Complimenting Your Opponent?

Early Agassi

Many years ago, a long-haired, dungaree-clad Andre Agassi was criticized by his fellow pros for overtly complimenting his opponent on nice shots.  Is there something wrong with doing that?

Times They Are a Changin’

Now, most all pros either give a thumbs up or “racquet clap” when their opponent hits a great shot.  I always do – friendly or tournament match – I have no problem telling my opponent when they have hit a nice shot.

But there are some players who never do.  Is it just their personality, or do they think they will somehow show a sign of weakness?

Compliments Build Confidence

In a friendly, doubles match recently played, my partner (Willy Hoffmann) and I WERE playing very well.  I have pretty good hands at the net and Willy can run almost anything down.  So we were getting just about everything back in play and winning the critical points.

One of our opponents was exuberant in his praise for our play (to the consternation of his partner), telling us “You are getting everything we hit back … and hitting all the lines!”

I do believe the more he complimented us, the more confidence we got, and the better we played (and the more dejected he and his partner got).

I also believe you should regularly compliment your partner – even on missed shots.  If they made a great move to get to the ball, even if they missed the shot, I encourage them to “keep going for it.”

The Faux Compliment

Then, there are the gamesmen who will give you a compliment like, “Wow, you are really serving well today!  What are you doing differently?”  With the objective of getting you to over analyze your own strokes; and therefore, mess up your winning game.

How about YOU … are you a complimentor or the strong, silent type?

**Material provided**.
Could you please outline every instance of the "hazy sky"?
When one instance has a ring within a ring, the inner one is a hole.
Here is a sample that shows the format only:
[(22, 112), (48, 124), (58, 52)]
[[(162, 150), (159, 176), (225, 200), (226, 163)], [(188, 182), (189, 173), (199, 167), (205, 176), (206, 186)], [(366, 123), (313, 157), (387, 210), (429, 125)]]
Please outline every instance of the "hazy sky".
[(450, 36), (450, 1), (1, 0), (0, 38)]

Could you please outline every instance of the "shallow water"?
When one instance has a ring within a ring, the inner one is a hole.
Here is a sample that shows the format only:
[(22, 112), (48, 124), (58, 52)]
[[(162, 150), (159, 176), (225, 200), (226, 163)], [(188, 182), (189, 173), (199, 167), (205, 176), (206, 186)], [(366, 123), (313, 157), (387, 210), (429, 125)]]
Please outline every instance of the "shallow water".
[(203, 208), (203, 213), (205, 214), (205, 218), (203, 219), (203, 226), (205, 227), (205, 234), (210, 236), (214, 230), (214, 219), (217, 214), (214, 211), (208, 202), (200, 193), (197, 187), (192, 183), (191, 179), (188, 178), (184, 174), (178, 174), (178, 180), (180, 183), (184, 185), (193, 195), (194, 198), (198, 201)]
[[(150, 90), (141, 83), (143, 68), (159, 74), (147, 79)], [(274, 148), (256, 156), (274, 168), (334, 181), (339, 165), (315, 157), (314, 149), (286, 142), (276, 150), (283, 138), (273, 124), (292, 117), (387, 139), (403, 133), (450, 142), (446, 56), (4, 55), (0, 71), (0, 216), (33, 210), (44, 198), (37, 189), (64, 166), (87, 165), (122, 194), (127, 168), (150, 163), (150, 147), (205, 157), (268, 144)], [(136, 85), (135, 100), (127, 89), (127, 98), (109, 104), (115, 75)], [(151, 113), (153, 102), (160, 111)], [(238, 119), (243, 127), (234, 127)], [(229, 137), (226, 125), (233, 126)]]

**Challenges**.
#1 List every section heading in the tennis post, leaving out its title.
#2 Please write out the tennis post from "Times They Are" to "sign of weakness?".

**Solutions**.
#1
Early Agassi
Times They Are a Changin’
Compliments Build Confidence
The Faux Compliment

#2
Times They Are a Changin’

Now, most all pros either give a thumbs up or “racquet clap” when their opponent hits a great shot.  I always do – friendly or tournament match – I have no problem telling my opponent when they have hit a nice shot.

But there are some players who never do.  Is it just their personality, or do they think they will somehow show a sign of weakness?